[[ Document passage open ]]
Check and adjust the relief valve: Try adjusting the pressure handle and observe whether the pressure changes. If there is no change, disassemble, clean or replace the relief valve.
Check for leakage points: Conduct a comprehensive inspection of the pipelines, joints and hydraulic cylinder seals. Deal with the leakage point and replace the damaged parts.
Too high oil temperature
Reason
Poor heat dissipation: The cooler is clogged, the cooling fan does not rotate, or the cooling water valve is not opened.
Poor operation of the system unloading circuit: The unloading valve malfunctions, and the oil still overflows back to the oil tank through the relief valve, causing the oil temperature to rise.
There are defects in the casting shell of the hydraulic component, such as sand holes and cracks, which cause an increase in leakage.
Improper selection or deterioration of the oil: Excessively high viscosity leads to large flow resistance.
Treatment method
Check the cooling system.
Improve the design by adopting variable pumps or the correct unloading method to reduce unnecessary energy loss.
Tighten the connecting parts, enhance the sealing, and reduce volumetric loss and heat generation.
Make sure to use the specified grade of hydraulic oil
Abnormal noise and vibration
Possible causes
Mechanical impact: Unreasonable pipeline layout causes mutual collision.
Hydraulic pump suction: Air enters the closed hydraulic system, generating noise during the operation of the pump and motor.
Pump or motor wear: Damage to bearings or internal components, generating mechanical noise.
Loose pipe fixation: The high-pressure oil pipe vibrates under pressure shock, generating a knocking sound.
Treatment method
Install an exhaust device on the hydraulic cylinder, or make the actuator perform several rapid full-stroke reciprocations to exhaust after the equipment starts.
Check the oil level, clean the filter element, and inspect the sealing of the oil suction pipeline.
When mechanical vibration occurs, all pipe clamps and joints should be tightened, and shock-absorbing pads should be installed on pipelines with obvious vibration.
[[ Document passage closed ]]
[[ Supplied information open ]]
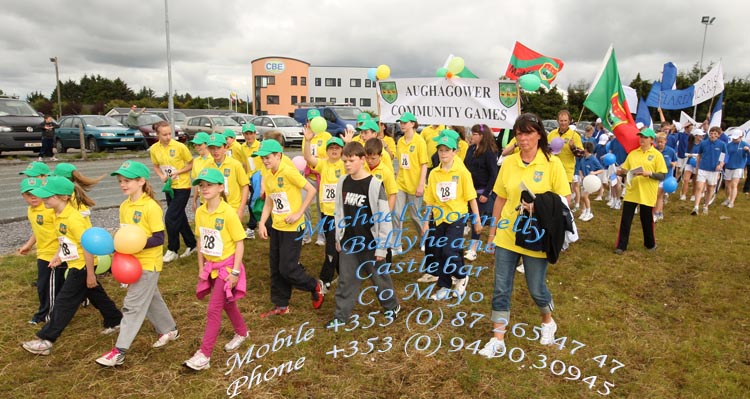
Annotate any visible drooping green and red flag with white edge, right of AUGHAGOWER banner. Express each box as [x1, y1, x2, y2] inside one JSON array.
[[583, 46, 639, 152]]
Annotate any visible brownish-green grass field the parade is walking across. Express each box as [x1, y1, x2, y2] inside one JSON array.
[[0, 193, 750, 398]]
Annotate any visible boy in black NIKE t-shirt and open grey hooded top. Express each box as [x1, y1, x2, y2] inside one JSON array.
[[326, 142, 401, 329]]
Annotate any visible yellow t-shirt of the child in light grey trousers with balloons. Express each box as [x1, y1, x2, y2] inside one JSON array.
[[120, 194, 166, 272]]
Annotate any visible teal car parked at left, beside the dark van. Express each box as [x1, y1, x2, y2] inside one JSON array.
[[55, 115, 145, 154]]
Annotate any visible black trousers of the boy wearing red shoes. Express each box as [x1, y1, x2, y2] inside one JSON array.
[[266, 217, 318, 307]]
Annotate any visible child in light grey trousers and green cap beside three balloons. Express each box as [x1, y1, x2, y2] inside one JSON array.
[[96, 161, 180, 367]]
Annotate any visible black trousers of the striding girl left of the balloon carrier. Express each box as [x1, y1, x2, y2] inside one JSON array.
[[36, 268, 122, 342]]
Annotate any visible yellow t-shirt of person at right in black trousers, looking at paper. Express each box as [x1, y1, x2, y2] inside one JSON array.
[[622, 147, 667, 206]]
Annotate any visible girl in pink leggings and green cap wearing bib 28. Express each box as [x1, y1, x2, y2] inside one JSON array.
[[185, 168, 248, 370]]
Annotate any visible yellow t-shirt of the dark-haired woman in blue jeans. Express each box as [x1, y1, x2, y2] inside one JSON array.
[[492, 150, 570, 258]]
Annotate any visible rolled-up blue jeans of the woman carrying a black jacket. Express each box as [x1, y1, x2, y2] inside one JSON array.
[[491, 247, 554, 325]]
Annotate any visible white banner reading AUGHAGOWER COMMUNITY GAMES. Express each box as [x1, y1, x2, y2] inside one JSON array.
[[378, 78, 520, 128]]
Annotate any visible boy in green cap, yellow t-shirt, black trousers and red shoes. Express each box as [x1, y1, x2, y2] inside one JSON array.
[[253, 140, 323, 318]]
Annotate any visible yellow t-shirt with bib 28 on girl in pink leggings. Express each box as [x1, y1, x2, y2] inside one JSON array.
[[195, 200, 246, 262]]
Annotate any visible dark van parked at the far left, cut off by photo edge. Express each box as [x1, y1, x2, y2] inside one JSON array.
[[0, 96, 44, 152]]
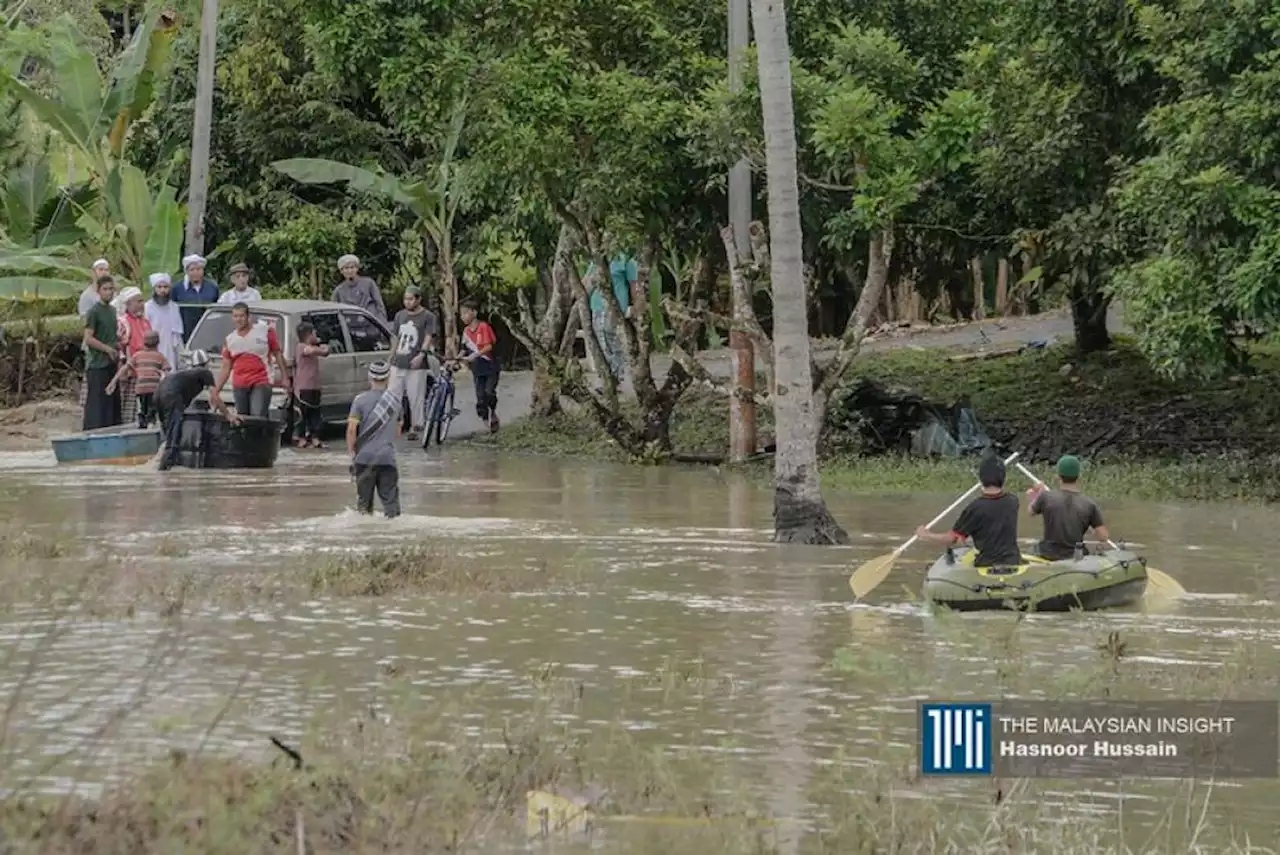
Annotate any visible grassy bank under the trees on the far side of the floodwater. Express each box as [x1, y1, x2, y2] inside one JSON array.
[[474, 339, 1280, 502]]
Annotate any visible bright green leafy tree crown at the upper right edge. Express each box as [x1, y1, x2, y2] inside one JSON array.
[[1115, 0, 1280, 378]]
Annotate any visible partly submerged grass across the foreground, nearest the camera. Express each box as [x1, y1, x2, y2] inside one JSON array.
[[0, 616, 1274, 855]]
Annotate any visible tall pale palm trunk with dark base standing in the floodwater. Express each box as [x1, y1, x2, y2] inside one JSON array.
[[751, 0, 849, 544]]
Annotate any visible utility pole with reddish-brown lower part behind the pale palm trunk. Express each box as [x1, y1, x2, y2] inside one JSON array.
[[728, 0, 755, 463]]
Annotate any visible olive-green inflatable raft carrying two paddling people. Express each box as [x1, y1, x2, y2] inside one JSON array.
[[924, 547, 1147, 612]]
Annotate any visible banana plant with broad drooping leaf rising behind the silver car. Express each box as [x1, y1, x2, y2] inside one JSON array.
[[271, 100, 466, 356]]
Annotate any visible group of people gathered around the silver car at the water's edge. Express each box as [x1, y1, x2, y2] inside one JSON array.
[[79, 255, 500, 458]]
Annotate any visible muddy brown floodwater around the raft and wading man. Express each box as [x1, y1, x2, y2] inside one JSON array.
[[0, 448, 1280, 842]]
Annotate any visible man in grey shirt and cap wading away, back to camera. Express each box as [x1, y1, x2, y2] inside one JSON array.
[[347, 361, 401, 520]]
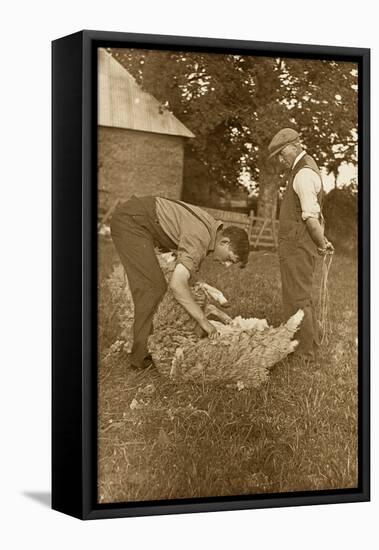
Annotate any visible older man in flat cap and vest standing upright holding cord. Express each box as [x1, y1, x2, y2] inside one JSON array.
[[268, 128, 333, 361]]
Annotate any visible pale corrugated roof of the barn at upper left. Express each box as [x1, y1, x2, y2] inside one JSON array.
[[98, 48, 195, 138]]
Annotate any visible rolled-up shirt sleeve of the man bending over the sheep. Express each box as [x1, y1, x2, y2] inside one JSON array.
[[176, 228, 210, 274]]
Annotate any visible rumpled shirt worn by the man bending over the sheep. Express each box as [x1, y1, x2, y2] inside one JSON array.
[[156, 197, 222, 273]]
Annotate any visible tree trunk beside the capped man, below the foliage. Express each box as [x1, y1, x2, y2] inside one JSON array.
[[257, 161, 279, 218]]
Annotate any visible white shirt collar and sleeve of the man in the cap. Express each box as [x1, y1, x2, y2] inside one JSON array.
[[292, 151, 322, 221]]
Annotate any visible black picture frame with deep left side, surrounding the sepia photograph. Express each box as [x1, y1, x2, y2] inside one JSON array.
[[52, 30, 370, 519]]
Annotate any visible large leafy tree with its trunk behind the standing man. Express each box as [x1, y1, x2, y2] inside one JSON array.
[[110, 49, 358, 217]]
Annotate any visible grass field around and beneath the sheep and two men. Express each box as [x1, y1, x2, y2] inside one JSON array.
[[98, 241, 357, 503]]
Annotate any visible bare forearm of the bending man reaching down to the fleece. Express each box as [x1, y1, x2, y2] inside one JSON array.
[[170, 263, 217, 338]]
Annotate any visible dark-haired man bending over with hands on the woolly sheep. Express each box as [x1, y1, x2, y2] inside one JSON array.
[[111, 196, 249, 368]]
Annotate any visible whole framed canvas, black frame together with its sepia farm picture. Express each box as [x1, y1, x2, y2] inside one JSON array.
[[52, 31, 370, 519]]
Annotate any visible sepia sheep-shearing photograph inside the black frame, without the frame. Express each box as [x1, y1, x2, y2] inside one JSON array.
[[96, 47, 360, 505]]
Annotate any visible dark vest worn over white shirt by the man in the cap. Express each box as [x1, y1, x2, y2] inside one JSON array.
[[279, 154, 323, 257]]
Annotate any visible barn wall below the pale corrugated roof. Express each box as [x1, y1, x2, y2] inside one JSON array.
[[98, 126, 184, 214]]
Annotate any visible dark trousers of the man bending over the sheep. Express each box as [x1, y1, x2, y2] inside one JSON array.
[[111, 197, 176, 366]]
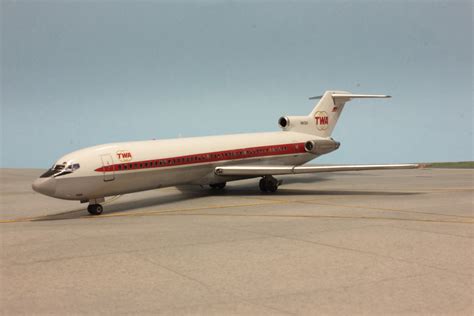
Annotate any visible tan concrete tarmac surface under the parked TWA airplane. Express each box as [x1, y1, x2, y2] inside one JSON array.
[[0, 169, 474, 315]]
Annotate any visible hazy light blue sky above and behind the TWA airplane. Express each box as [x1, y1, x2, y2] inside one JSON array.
[[1, 0, 473, 168]]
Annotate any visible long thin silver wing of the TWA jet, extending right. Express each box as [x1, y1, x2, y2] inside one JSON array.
[[214, 164, 420, 177]]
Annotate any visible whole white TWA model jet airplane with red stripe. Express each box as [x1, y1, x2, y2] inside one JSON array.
[[33, 91, 418, 215]]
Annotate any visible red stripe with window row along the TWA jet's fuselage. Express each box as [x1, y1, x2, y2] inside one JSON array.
[[95, 143, 305, 172]]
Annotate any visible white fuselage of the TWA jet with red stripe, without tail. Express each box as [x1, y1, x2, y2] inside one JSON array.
[[34, 131, 318, 201]]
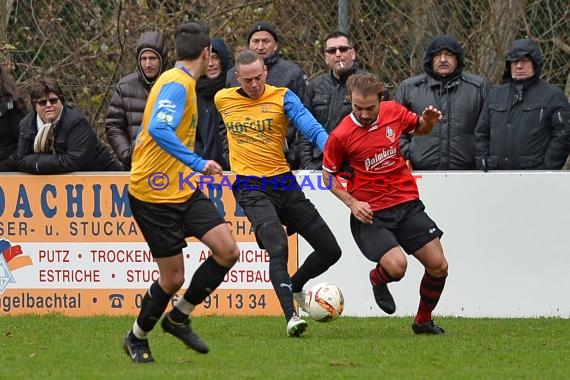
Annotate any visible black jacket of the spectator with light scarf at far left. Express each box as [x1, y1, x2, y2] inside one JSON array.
[[15, 105, 123, 174]]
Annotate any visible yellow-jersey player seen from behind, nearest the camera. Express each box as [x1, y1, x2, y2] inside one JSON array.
[[124, 23, 239, 363]]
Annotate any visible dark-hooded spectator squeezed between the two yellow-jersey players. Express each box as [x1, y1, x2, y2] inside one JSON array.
[[195, 38, 230, 170]]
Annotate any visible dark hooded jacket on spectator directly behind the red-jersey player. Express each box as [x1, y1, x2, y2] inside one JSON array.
[[395, 35, 488, 170]]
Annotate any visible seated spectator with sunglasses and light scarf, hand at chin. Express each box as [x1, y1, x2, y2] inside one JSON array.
[[15, 78, 122, 174]]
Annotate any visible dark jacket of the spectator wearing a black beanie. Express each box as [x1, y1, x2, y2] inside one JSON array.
[[224, 53, 309, 170]]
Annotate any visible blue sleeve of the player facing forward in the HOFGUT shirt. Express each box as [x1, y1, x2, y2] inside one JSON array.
[[283, 90, 329, 152]]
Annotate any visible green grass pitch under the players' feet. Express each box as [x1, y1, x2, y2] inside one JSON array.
[[0, 315, 570, 380]]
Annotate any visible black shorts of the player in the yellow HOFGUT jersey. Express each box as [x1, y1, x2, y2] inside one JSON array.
[[233, 172, 319, 242]]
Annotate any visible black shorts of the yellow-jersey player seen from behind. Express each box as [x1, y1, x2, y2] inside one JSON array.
[[129, 190, 225, 258]]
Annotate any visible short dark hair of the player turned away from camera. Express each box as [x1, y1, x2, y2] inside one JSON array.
[[174, 22, 210, 60]]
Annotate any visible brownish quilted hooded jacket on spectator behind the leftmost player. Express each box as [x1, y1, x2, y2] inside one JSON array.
[[105, 32, 168, 169]]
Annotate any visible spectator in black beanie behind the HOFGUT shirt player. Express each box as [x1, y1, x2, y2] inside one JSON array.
[[226, 21, 309, 170]]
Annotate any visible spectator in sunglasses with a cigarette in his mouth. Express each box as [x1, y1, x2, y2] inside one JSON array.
[[299, 31, 366, 170]]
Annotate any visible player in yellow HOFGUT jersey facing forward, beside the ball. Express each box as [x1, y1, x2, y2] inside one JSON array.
[[214, 49, 341, 336]]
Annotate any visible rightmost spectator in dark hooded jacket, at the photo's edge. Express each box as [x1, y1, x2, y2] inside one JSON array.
[[475, 39, 570, 171]]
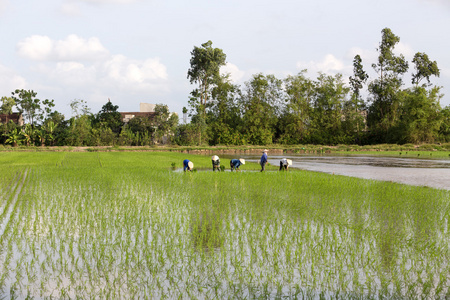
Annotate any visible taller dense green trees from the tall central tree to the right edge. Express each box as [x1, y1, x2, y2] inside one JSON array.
[[183, 28, 450, 145]]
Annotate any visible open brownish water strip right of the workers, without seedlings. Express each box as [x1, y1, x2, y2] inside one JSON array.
[[221, 153, 450, 190]]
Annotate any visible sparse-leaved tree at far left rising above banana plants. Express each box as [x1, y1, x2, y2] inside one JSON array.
[[12, 89, 55, 126]]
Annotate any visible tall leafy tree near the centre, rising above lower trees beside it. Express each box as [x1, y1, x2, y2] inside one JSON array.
[[187, 41, 226, 115]]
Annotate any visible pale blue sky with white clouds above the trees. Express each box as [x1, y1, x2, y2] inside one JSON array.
[[0, 0, 450, 118]]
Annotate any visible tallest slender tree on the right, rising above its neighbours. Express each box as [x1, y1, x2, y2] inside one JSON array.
[[368, 28, 408, 142]]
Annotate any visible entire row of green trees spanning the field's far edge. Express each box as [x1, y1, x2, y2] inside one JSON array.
[[0, 28, 450, 146]]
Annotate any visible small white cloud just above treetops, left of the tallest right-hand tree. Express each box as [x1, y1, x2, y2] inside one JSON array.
[[297, 54, 352, 75]]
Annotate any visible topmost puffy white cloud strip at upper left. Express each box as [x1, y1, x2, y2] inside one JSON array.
[[17, 34, 108, 61]]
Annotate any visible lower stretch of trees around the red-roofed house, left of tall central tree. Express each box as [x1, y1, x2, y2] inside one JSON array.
[[0, 90, 178, 146]]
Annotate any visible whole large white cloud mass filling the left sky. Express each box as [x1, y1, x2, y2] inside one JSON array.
[[15, 35, 169, 109]]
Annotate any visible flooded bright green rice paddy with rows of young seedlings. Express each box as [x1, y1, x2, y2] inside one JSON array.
[[0, 152, 450, 299]]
[[ Supplied information closed ]]
◆ Work to complete
a - List the labeled possible causes of abnormal noise and vibration given in the hydraulic troubleshooting guide.
b - Continue the hydraulic troubleshooting guide from its final sentence.

◆ Answer section
a -
Mechanical impact
Hydraulic pump suction
Pump or motor wear
Loose pipe fixation

b -
Pay attention to the cleaning and inspection of the relief valve. If it is confirmed that the damage is inside the pump or motor, repair or replace it in time.
How to avoid faults in the Pouring equipment hydraulic system
For foundry manipulator, preventive maintenance is far superior to post-failure repair, and systematic measures need to be taken from multiple aspects.
Optimized design
Based on the working load, motion frequency and precision requirements of the manipulator, select the appropriate hydraulic pump, motor, valve type and actuator to avoid "a small horse pulling a big cart" or overdesign.
Standardize the operation process
Regularly analyze the physical and chemical indicators of the hydraulic oil to predict its service life. Replace the hydraulic oil and filters regularly. When refueling, it must be done through a filtration device to prevent contaminants from entering from the source.
Enhance personnel skills
Train the operators on the principles of the hydraulic system, fault phenomena and emergency handling. Regularly assess operation norms and correct violations (such as overloading and emergency stops).
Recording and Analysis
Sort out the time, phenomenon, handling process and replaced components of each fault to form a fault database. Identify high-frequency fault points through root cause analysis and improve design or maintenance strategies in a targeted manner.